▸ **The task**
Write out the material below exactly, beginning at the line that contains "Point on each instance of the cluster" and ending with its last line, both ends included; write nothing else.

▸ **Excerpted data**
━━━

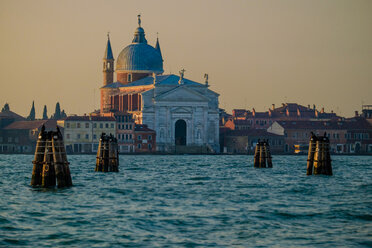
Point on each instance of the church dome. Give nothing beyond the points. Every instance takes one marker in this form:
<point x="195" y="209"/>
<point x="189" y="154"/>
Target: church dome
<point x="139" y="56"/>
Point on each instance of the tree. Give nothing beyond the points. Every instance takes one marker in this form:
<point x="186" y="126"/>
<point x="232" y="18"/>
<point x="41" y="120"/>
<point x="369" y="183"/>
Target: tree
<point x="45" y="115"/>
<point x="57" y="113"/>
<point x="31" y="116"/>
<point x="5" y="108"/>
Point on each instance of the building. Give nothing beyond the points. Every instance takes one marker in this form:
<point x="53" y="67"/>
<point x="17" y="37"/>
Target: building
<point x="7" y="117"/>
<point x="124" y="130"/>
<point x="182" y="112"/>
<point x="144" y="139"/>
<point x="82" y="133"/>
<point x="350" y="136"/>
<point x="21" y="136"/>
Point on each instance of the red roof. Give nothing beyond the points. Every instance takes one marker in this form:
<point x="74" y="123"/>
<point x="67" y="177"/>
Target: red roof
<point x="89" y="118"/>
<point x="142" y="128"/>
<point x="251" y="132"/>
<point x="356" y="123"/>
<point x="28" y="125"/>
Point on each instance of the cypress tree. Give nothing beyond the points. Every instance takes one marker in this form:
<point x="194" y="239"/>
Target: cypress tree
<point x="45" y="115"/>
<point x="63" y="114"/>
<point x="31" y="116"/>
<point x="57" y="113"/>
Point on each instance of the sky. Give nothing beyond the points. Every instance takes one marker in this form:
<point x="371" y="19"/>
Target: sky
<point x="257" y="53"/>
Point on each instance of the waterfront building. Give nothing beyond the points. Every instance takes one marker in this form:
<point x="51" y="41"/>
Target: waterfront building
<point x="350" y="136"/>
<point x="82" y="133"/>
<point x="21" y="136"/>
<point x="182" y="112"/>
<point x="124" y="130"/>
<point x="144" y="139"/>
<point x="245" y="119"/>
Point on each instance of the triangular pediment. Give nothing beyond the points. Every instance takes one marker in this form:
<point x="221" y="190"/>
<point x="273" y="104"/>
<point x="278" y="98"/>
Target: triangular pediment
<point x="181" y="94"/>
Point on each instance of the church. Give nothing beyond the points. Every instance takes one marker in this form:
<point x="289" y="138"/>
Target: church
<point x="183" y="113"/>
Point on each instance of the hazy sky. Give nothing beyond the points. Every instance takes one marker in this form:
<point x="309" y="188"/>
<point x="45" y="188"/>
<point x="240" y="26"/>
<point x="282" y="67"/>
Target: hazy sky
<point x="256" y="52"/>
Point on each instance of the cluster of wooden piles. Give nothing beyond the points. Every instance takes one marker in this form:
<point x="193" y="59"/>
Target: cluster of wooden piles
<point x="107" y="154"/>
<point x="50" y="162"/>
<point x="319" y="158"/>
<point x="262" y="155"/>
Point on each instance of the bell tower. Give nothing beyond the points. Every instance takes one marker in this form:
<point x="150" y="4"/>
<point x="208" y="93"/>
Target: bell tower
<point x="108" y="77"/>
<point x="108" y="64"/>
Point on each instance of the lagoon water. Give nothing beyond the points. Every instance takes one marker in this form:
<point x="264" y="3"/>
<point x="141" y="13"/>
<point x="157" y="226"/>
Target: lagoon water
<point x="189" y="201"/>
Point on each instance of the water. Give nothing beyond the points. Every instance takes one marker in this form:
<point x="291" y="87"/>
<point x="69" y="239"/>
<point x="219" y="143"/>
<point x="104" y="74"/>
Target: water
<point x="189" y="201"/>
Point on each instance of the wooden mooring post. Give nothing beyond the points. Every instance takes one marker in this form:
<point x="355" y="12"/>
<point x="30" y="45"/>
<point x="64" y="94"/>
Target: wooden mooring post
<point x="319" y="157"/>
<point x="50" y="162"/>
<point x="107" y="154"/>
<point x="262" y="155"/>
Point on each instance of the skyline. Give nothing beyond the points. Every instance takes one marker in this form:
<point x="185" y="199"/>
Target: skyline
<point x="254" y="52"/>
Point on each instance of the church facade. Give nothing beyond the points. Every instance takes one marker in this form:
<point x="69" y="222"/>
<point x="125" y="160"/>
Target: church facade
<point x="183" y="113"/>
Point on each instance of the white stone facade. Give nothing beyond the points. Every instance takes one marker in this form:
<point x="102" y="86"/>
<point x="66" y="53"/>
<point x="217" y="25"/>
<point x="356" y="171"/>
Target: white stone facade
<point x="164" y="105"/>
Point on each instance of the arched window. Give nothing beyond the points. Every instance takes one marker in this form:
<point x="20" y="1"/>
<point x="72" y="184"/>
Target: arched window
<point x="198" y="134"/>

━━━

▸ **Result**
Point on each instance of the cluster of wooden piles. Give nothing beyond the points. Every instance takes one marker in this form:
<point x="193" y="59"/>
Target: cluster of wooden piles
<point x="107" y="154"/>
<point x="50" y="162"/>
<point x="319" y="158"/>
<point x="262" y="155"/>
Point on each instance of the bell tower. Give nothing beyond the points. Every instance takes one marker in this form:
<point x="150" y="4"/>
<point x="208" y="93"/>
Target: bell tower
<point x="108" y="77"/>
<point x="108" y="64"/>
Point on each instance of the lagoon water. Give nothing beyond the points. Every instance takes one marker in this form:
<point x="264" y="3"/>
<point x="141" y="13"/>
<point x="157" y="226"/>
Target: lagoon water
<point x="189" y="201"/>
Point on each instance of the water. Give nothing beyond the points. Every instance takes one marker in this form:
<point x="291" y="87"/>
<point x="69" y="239"/>
<point x="219" y="143"/>
<point x="104" y="74"/>
Target: water
<point x="189" y="201"/>
Point on each instance of the wooden mooring post. Give nothing beyond the points. Every instance takes one marker in this form:
<point x="355" y="12"/>
<point x="30" y="45"/>
<point x="64" y="94"/>
Target: wooden mooring post
<point x="319" y="157"/>
<point x="50" y="162"/>
<point x="107" y="154"/>
<point x="262" y="155"/>
Point on each instance of the skyline. Give nothing beyond the points. Every instance takes one marker in this form:
<point x="185" y="199"/>
Target: skyline
<point x="254" y="52"/>
Point on each instance of the church facade. Give nothing beyond the points. Every instance takes one marker in this form:
<point x="69" y="222"/>
<point x="125" y="160"/>
Target: church facade
<point x="183" y="113"/>
Point on each instance of the white stone facade. Give nothing beyond the points. Every instance takes one marker in this form:
<point x="102" y="86"/>
<point x="66" y="53"/>
<point x="217" y="25"/>
<point x="356" y="171"/>
Target: white stone facade
<point x="164" y="105"/>
Point on each instance of the arched window. Give nothing beyond the points. Every instance takes one marker in this form:
<point x="20" y="1"/>
<point x="72" y="184"/>
Target: arched window
<point x="198" y="134"/>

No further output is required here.